山崎 人工知能の話に戻るんですけど、人工知能が囲碁の棋士に勝ちそうだという話になっていますよね。

伊藤 今年中にコンピュータが勝つんじゃじゃないかと言われていますね。

南場 囲碁って、勝ち負けがありますよね。勝ち負けがはっきりしているものはいいけど、勝ち負けがないものはどうするんですか。

 それと、世の中には、考えた末に「どっちでもいい」というものもいっぱいありますよね。食べ物を頼んで、違う物が出てきても、それはそれでいい(笑)。

人工知能は最適解を求めるという方向で研究が進んでいるイメージがあるんですけど、あまりにも常軌を逸していては困るけど、小さな差異しかないのに最適解を求めるっていうのは、どうなのかなと。

南場 ディー・エヌ・エーが自動運転の会社をやっているんですけど、それに関して、東大のディープラーニングの実験で、自動車を多数走らせ、車や構造物など、何かに物理的に接触したときにはコンピュータに罰を与えて、接触しないで動き続けたときには報酬を与えるように、そのルールだけは明確にして、あとは、すべてルールを外して、コンピュータにラーニングさせていったんです。

そうしたら、最初は車がぶつかりまくっていたんですけど、整斉と流れていくようになった。

伊藤 人間の脳もドーパミンの報酬だけで学習するんですよ。

いろいろなところがドーパミンを出すといけないから、一カ所だけでドーパミンを配っていて、それだけは中央集権になっている。

人間の学びは「ドーパミンをもらえるかどうか」という報酬だけで何でもできちゃう。

南場 なるほど。人間も人工知能と同じなんだ。

 ただ、先ほどの、どちらのバイクにぶつかるかとか、人の命をどう捉えるか、というのは、すごく難しいと思うんですけど。

西川 同じような例として、トリアージというのがありますよ。フランスでテロ事件がありましたけど、パリの救急システムは絶対に一人ではトリアージしない。必ず何人かでやる。

*課題一覧*
1. 原文で発言者として名前が示されている人物を、登場順にすべて挙げてください。
2. 原文のうち、「南場 囲碁って、勝ち負けがあ」という語句を含む箇所から始まり「ーニングさせていったんです。」で終わる部分を、そのまま抜き出してください。

自然言語による物体位置特定データ:
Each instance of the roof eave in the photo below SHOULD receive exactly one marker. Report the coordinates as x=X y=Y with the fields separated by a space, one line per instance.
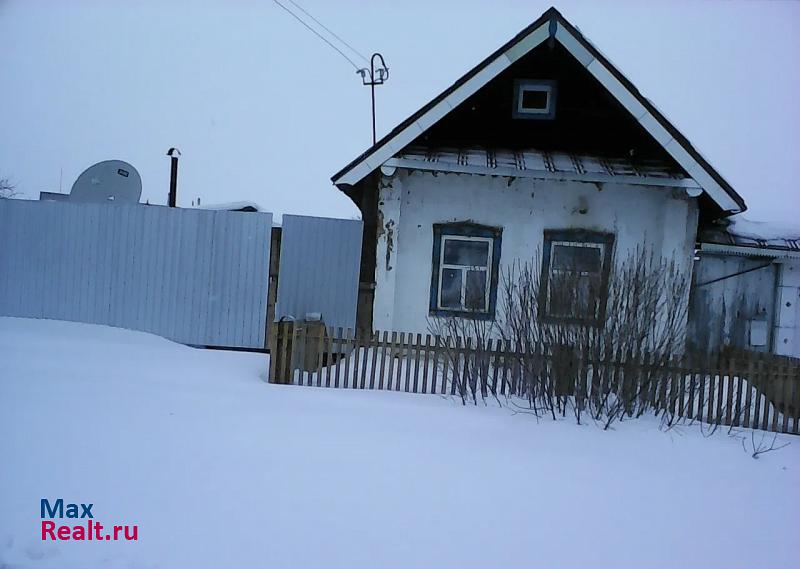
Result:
x=551 y=23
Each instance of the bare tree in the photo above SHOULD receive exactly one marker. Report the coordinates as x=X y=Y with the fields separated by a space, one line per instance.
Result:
x=580 y=344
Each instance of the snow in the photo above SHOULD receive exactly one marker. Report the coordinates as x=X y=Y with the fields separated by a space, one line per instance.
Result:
x=220 y=469
x=765 y=230
x=232 y=206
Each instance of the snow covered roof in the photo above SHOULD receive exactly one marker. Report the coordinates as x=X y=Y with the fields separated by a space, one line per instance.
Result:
x=233 y=206
x=542 y=165
x=553 y=26
x=742 y=236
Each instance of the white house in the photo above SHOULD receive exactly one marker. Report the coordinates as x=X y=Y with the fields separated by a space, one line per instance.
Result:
x=543 y=151
x=746 y=287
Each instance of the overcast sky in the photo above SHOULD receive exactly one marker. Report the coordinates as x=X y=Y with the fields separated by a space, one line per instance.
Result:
x=264 y=111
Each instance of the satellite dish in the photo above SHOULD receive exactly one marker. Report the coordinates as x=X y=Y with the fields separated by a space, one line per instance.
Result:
x=110 y=181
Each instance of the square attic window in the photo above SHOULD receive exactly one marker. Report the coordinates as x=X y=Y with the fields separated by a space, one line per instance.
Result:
x=534 y=99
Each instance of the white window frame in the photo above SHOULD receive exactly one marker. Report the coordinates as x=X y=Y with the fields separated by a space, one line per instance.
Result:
x=551 y=271
x=464 y=268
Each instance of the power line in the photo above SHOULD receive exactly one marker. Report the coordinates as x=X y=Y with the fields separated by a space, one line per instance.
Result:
x=327 y=29
x=339 y=51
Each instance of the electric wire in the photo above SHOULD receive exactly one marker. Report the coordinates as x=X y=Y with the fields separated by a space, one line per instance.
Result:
x=320 y=36
x=330 y=31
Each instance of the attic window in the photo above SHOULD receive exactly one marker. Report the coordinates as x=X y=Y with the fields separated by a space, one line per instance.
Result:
x=534 y=99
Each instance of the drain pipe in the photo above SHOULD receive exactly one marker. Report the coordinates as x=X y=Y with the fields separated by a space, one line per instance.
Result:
x=173 y=153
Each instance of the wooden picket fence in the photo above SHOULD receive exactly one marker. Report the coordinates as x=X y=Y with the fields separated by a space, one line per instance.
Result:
x=738 y=388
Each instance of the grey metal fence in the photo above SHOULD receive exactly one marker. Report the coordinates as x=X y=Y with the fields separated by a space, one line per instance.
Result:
x=195 y=276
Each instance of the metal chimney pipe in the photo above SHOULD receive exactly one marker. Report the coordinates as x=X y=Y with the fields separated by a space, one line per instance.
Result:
x=173 y=153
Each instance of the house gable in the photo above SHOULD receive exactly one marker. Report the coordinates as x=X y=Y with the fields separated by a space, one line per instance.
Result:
x=606 y=116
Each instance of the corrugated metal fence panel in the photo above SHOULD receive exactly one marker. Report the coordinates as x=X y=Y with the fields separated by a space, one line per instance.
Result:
x=319 y=266
x=195 y=276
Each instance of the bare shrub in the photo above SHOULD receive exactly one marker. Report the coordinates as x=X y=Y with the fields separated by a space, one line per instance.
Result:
x=578 y=345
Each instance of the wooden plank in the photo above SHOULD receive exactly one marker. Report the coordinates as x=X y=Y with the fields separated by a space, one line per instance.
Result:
x=356 y=354
x=795 y=379
x=498 y=346
x=426 y=357
x=769 y=386
x=694 y=380
x=374 y=347
x=390 y=374
x=435 y=355
x=729 y=367
x=365 y=341
x=457 y=380
x=400 y=360
x=445 y=364
x=417 y=353
x=738 y=405
x=785 y=396
x=320 y=354
x=720 y=396
x=328 y=357
x=778 y=395
x=348 y=335
x=759 y=381
x=382 y=348
x=748 y=395
x=273 y=352
x=504 y=369
x=339 y=355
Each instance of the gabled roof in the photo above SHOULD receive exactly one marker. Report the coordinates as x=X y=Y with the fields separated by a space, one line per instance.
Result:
x=550 y=25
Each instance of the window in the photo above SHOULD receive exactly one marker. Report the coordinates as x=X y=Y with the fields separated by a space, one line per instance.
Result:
x=575 y=268
x=465 y=267
x=534 y=99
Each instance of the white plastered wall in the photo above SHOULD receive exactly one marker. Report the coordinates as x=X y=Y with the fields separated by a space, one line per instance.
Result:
x=411 y=202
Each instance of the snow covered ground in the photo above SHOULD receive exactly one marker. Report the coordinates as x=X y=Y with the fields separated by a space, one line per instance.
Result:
x=220 y=469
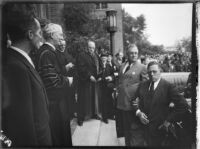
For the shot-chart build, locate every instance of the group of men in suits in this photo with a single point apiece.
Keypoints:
(144, 115)
(35, 93)
(34, 104)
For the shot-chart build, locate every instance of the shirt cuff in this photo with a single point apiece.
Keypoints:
(137, 112)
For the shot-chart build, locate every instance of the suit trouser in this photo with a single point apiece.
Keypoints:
(133, 132)
(60, 127)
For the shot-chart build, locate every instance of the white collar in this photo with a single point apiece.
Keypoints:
(24, 54)
(51, 45)
(155, 84)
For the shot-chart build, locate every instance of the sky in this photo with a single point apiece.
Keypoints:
(165, 23)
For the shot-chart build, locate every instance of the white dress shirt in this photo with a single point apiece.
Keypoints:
(51, 45)
(155, 84)
(24, 54)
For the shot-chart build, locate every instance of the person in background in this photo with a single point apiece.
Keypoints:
(56, 83)
(153, 110)
(131, 74)
(25, 117)
(118, 60)
(88, 65)
(68, 70)
(106, 79)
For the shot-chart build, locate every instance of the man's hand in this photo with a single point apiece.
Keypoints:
(69, 66)
(165, 126)
(92, 78)
(108, 78)
(143, 118)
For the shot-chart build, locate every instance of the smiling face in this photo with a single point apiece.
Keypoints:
(154, 72)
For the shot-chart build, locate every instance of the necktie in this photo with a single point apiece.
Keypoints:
(127, 68)
(152, 87)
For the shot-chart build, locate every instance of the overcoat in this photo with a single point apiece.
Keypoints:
(25, 118)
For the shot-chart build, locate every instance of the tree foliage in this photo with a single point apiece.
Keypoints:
(81, 25)
(185, 44)
(134, 33)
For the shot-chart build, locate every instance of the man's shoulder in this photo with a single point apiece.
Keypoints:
(46, 50)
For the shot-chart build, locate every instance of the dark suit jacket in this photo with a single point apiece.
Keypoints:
(51, 73)
(158, 109)
(25, 119)
(86, 66)
(128, 83)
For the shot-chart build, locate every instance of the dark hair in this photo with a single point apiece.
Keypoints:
(17, 20)
(153, 63)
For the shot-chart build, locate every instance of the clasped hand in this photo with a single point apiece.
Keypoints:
(143, 118)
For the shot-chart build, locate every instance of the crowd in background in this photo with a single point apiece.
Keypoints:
(44, 87)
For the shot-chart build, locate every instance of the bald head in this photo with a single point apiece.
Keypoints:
(53, 33)
(132, 53)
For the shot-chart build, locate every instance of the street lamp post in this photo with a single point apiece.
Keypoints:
(111, 27)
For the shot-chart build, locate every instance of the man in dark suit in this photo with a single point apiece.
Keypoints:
(106, 85)
(56, 84)
(88, 64)
(25, 118)
(155, 96)
(131, 74)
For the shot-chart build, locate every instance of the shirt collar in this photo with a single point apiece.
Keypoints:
(51, 45)
(155, 84)
(24, 54)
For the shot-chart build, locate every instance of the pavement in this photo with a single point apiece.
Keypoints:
(94, 133)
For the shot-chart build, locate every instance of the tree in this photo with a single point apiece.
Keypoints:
(184, 45)
(81, 25)
(134, 33)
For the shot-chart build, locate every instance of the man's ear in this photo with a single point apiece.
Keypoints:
(30, 34)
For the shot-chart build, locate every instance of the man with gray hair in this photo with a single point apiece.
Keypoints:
(56, 84)
(130, 75)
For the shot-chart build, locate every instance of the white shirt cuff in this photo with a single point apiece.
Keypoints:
(137, 112)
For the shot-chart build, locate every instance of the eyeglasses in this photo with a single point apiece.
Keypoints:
(153, 71)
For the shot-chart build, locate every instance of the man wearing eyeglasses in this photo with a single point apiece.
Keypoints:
(56, 84)
(153, 109)
(130, 75)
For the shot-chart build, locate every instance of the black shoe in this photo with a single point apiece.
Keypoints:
(80, 123)
(105, 121)
(97, 117)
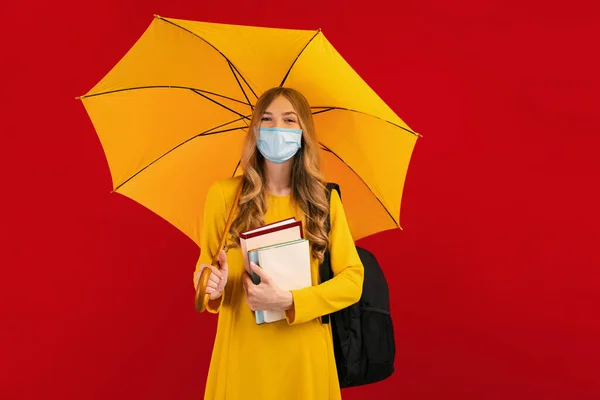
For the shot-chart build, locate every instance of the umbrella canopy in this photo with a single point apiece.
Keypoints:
(172, 114)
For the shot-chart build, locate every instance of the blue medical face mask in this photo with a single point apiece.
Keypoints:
(279, 144)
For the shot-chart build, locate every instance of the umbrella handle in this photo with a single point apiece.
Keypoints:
(202, 297)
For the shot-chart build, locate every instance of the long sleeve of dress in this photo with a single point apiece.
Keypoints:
(345, 288)
(213, 225)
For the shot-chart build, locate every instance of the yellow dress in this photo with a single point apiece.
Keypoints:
(288, 359)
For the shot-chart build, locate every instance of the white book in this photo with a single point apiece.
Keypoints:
(277, 232)
(288, 265)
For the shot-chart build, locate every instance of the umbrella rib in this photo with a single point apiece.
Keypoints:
(163, 87)
(217, 50)
(298, 56)
(364, 113)
(208, 132)
(362, 180)
(236, 167)
(222, 105)
(239, 84)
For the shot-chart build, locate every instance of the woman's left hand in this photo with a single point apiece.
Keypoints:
(266, 295)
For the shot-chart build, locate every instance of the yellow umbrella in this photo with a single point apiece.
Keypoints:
(172, 113)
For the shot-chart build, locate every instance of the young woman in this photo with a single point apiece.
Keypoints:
(292, 358)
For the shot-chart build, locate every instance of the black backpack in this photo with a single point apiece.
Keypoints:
(363, 335)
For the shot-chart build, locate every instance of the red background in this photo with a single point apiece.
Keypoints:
(494, 279)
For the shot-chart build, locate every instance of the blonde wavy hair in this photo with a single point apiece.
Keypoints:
(307, 180)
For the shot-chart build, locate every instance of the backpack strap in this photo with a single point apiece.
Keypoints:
(325, 268)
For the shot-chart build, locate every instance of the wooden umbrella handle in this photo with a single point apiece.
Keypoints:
(202, 297)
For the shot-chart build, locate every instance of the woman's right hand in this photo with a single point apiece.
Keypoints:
(218, 277)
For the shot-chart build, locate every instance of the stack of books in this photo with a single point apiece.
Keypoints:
(281, 250)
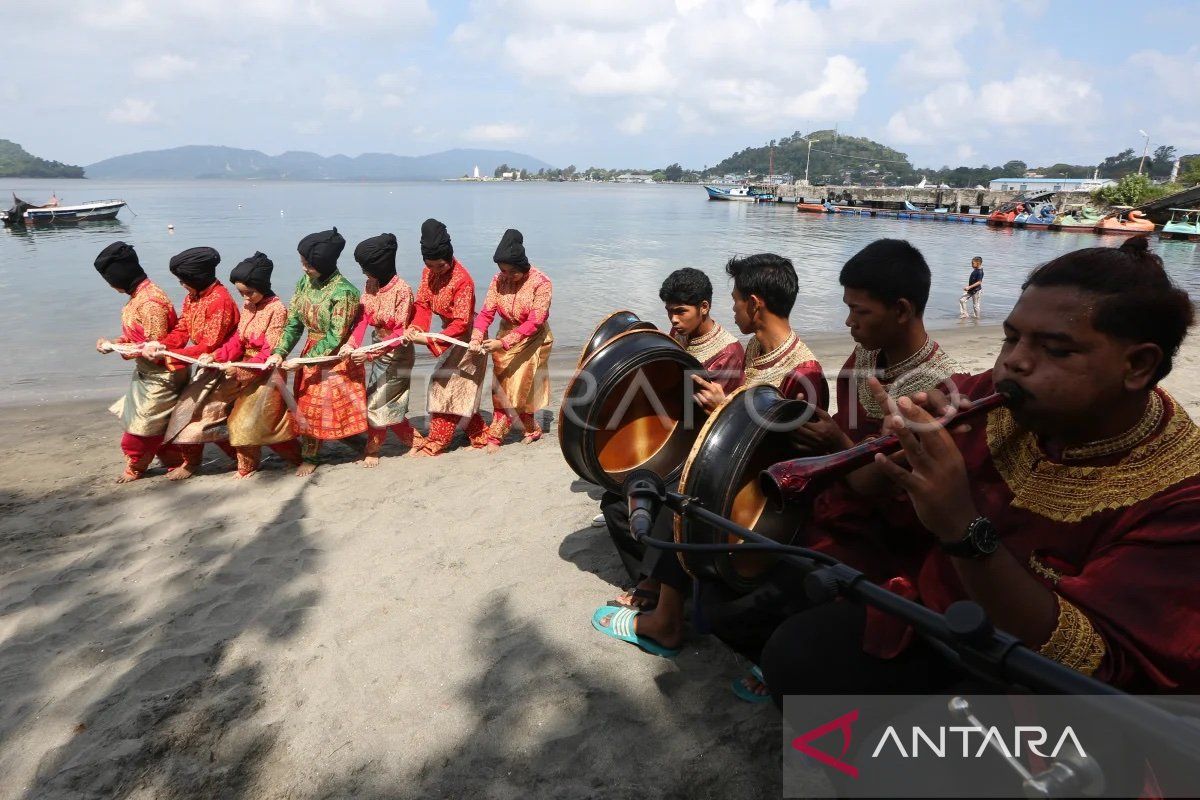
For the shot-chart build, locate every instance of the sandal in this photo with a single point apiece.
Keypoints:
(649, 595)
(621, 626)
(748, 695)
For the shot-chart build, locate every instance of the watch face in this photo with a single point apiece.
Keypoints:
(984, 536)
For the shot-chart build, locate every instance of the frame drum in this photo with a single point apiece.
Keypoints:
(616, 323)
(629, 405)
(736, 444)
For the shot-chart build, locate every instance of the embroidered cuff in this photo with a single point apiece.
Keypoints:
(1074, 642)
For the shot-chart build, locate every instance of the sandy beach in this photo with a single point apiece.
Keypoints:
(414, 631)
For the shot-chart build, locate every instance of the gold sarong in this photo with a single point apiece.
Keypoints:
(521, 374)
(147, 405)
(457, 382)
(203, 408)
(261, 415)
(388, 383)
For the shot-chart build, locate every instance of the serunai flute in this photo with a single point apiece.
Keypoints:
(792, 481)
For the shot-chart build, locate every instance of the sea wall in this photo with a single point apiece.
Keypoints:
(893, 197)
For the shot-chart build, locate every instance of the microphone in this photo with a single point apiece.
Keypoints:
(645, 492)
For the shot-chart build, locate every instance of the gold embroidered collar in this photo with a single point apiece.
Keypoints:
(924, 370)
(1073, 492)
(709, 344)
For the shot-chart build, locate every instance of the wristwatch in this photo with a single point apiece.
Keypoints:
(979, 541)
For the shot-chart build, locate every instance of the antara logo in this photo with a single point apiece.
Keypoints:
(1024, 738)
(841, 723)
(990, 737)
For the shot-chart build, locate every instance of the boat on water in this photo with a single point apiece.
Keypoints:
(55, 212)
(1185, 226)
(743, 193)
(1081, 217)
(1038, 216)
(1125, 221)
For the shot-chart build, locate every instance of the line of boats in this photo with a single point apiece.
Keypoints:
(55, 212)
(1032, 214)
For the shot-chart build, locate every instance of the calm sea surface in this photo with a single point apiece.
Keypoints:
(605, 247)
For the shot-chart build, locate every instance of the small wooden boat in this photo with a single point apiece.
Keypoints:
(743, 193)
(1083, 218)
(27, 214)
(1183, 226)
(1125, 222)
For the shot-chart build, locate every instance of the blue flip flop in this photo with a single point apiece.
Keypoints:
(744, 693)
(621, 626)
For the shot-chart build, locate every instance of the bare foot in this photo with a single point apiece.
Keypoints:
(648, 596)
(180, 473)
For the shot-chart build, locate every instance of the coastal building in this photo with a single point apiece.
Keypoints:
(1048, 184)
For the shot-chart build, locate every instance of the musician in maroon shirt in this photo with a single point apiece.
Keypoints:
(1071, 516)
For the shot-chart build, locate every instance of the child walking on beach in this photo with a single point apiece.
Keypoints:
(973, 290)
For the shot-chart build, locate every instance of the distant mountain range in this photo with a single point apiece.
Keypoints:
(204, 161)
(15, 162)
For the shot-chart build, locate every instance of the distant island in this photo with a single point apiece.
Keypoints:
(15, 162)
(217, 162)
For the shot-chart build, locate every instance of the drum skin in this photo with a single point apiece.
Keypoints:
(736, 444)
(630, 405)
(615, 324)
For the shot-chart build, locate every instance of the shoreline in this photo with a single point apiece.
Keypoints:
(415, 630)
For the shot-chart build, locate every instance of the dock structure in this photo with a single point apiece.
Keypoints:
(979, 200)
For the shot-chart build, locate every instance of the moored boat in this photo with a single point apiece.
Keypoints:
(1125, 222)
(1185, 224)
(25, 214)
(1081, 217)
(743, 193)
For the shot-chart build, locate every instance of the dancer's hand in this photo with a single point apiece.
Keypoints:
(708, 395)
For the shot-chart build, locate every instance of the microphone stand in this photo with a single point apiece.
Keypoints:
(964, 631)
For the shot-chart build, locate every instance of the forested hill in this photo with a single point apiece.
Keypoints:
(834, 158)
(15, 162)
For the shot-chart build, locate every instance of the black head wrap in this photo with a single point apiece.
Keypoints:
(377, 257)
(436, 241)
(196, 266)
(511, 250)
(321, 250)
(119, 265)
(255, 272)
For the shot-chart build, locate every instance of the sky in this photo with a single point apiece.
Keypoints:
(612, 83)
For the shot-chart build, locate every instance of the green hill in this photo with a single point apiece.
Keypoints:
(15, 162)
(834, 160)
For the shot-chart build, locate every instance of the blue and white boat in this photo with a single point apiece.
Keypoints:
(743, 193)
(27, 214)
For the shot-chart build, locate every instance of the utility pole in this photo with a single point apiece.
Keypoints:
(1144, 151)
(807, 162)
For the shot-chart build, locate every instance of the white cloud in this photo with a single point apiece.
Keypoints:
(496, 132)
(688, 55)
(167, 66)
(397, 86)
(133, 112)
(999, 107)
(634, 124)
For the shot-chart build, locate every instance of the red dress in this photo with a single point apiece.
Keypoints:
(459, 374)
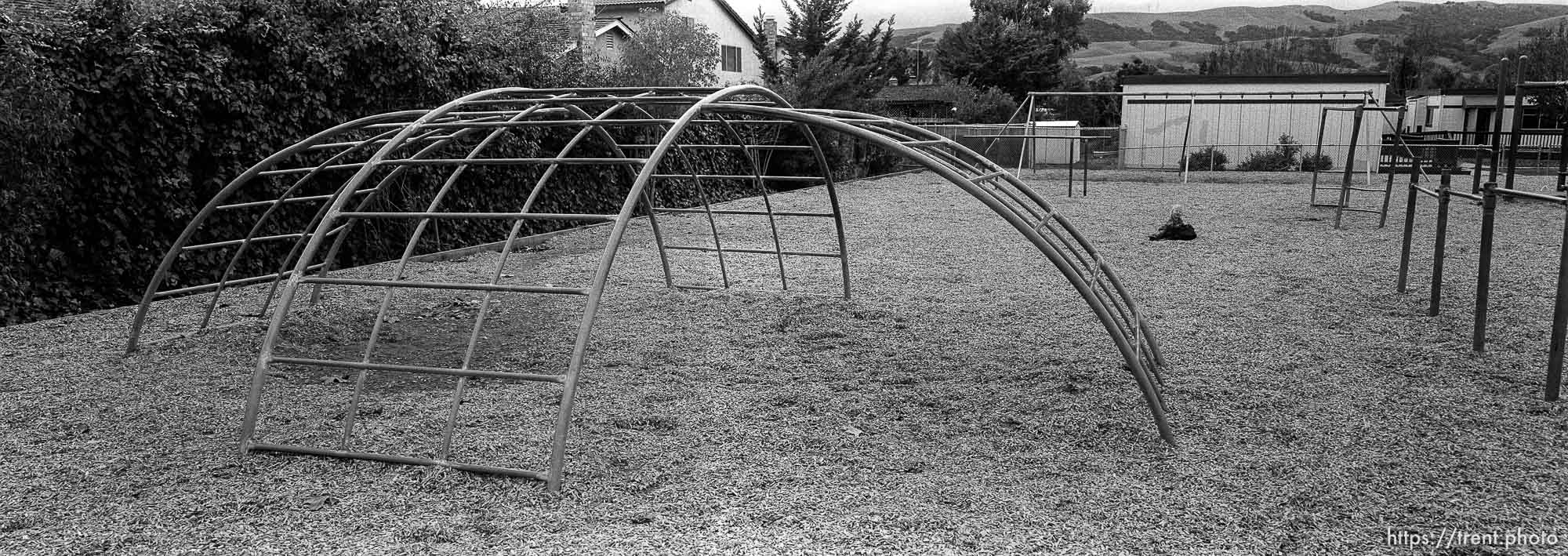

*解答集*
1. 山崎、伊藤、南場、西川

2.
南場 囲碁って、勝ち負けがありますよね。勝ち負けがはっきりしているものはいいけど、勝ち負けがないものはどうするんですか。

 それと、世の中には、考えた末に「どっちでもいい」というものもいっぱいありますよね。食べ物を頼んで、違う物が出てきても、それはそれでいい(笑)。

人工知能は最適解を求めるという方向で研究が進んでいるイメージがあるんですけど、あまりにも常軌を逸していては困るけど、小さな差異しかないのに最適解を求めるっていうのは、どうなのかなと。

南場 ディー・エヌ・エーが自動運転の会社をやっているんですけど、それに関して、東大のディープラーニングの実験で、自動車を多数走らせ、車や構造物など、何かに物理的に接触したときにはコンピュータに罰を与えて、接触しないで動き続けたときには報酬を与えるように、そのルールだけは明確にして、あとは、すべてルールを外して、コンピュータにラーニングさせていったんです。